Requisitos da tarefa>
Indique se cada afirmação a seguir está de acordo com o trecho sobre jornalismo e influenciadores. Responda sim ou não e cite literalmente as palavras do trecho que decidem cada caso.
1. O Digital News Report é produzido pelo Reuters Institute.
2. Segundo o relatório, as plataformas de vídeo crescem como fontes de informação sobretudo entre os idosos.
3. O trecho afirma que o jornalismo já se tornou por completo uma profissão pós-industrial.

Trecho>
Há quem diga que os jornalistas já nasceram influenciadores. Jornalistas conseguem, por meio da troca simbólica de conteúdo noticioso, nos guiar em tomadas de decisão para a condução da nossa vida ordinária. Assim, se desenha a natureza do jornalismo, orientado pela construção social da realidade. E se configura como parte importante para a compreensão do mundo real. Há alguns anos a imagem clássica transmitida pelos jornalistas tem passado por transformações. O jornalismo tal como o conhecemos está em processo de tornar-se uma profissão pós-industrial. Em permanente estado de fluxo, o campo vive tensões que são acentuadas pelas experiências permitidas no ecossistema digital em que já vivemos plenamente.
A última edição do Digital News Report (DNR), produzido pelo Reuters Institute, traz dados que remetem a uma mudança de cenário no consumo direto de notícias. Uma das mais aparentes é o crescimento de plataformas de vídeo como fontes de informação, principalmente entre os jovens. Outro ponto do relatório que chama atenção é que o ecossistema jornalístico tem se tornado complexo tanto no que diz respeito ao consumo de notícias quanto aos processos referentes à produção de conteúdo noticioso. Os dados detalham uma ascensão da atividade de influenciadores digitais e as observações feitas pelos autores do DNR encaminham para o surgimento de uma competição entre os criadores de conteúdo digital e os veículos tradicionais de mídia. O texto faz referência a esses influenciadores como vozes alternativas de notícias em redes sociais e de vídeo.

Dados fornecidos>
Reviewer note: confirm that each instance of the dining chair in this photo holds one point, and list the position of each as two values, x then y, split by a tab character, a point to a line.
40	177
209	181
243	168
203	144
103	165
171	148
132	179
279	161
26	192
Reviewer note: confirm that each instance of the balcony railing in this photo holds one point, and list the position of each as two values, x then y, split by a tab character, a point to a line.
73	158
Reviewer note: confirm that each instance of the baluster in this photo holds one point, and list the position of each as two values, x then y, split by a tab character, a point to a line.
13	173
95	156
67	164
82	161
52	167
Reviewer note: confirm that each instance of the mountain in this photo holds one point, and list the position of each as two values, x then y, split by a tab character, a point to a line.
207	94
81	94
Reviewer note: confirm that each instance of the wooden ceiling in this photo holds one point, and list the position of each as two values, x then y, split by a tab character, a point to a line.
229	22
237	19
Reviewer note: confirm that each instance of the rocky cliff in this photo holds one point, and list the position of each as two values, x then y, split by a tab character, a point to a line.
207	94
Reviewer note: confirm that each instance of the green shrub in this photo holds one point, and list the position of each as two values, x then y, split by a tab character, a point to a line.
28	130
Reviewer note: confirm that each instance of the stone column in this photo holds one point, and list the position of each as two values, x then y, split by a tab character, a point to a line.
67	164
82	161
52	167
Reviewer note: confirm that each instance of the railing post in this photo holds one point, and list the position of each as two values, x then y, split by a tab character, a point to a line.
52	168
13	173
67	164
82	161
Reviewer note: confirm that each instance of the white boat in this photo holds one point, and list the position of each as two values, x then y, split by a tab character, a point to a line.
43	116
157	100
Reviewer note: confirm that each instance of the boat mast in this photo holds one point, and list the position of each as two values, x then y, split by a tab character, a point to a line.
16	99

Resposta>
1. Sim: "A última edição do Digital News Report (DNR), produzido pelo Reuters Institute".
2. Não: "o crescimento de plataformas de vídeo como fontes de informação, principalmente entre os jovens".
3. Não: "O jornalismo tal como o conhecemos está em processo de tornar-se uma profissão pós-industrial".